RECORDS FOR THE TASK:
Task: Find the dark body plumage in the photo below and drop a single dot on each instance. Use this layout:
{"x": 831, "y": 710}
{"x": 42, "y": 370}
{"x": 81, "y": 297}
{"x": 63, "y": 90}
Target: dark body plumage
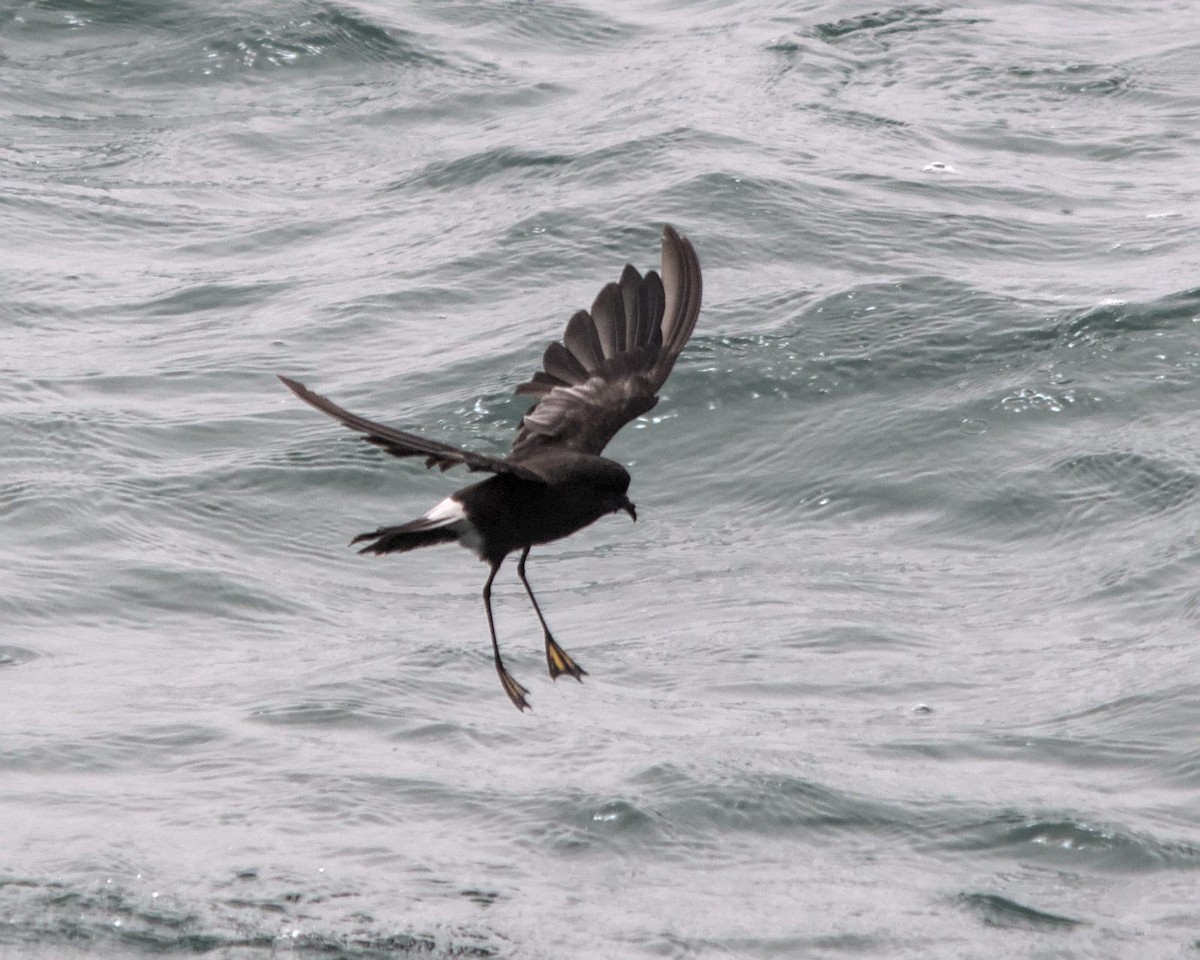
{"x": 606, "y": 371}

SET TASK:
Reproduce the records verbatim, omitting all images they contain.

THE ANSWER:
Task: Find the dark body plumage in the photo below and drop a single dot on each instance. Use this layout:
{"x": 831, "y": 710}
{"x": 42, "y": 370}
{"x": 81, "y": 297}
{"x": 63, "y": 90}
Target: dark body plumage
{"x": 606, "y": 371}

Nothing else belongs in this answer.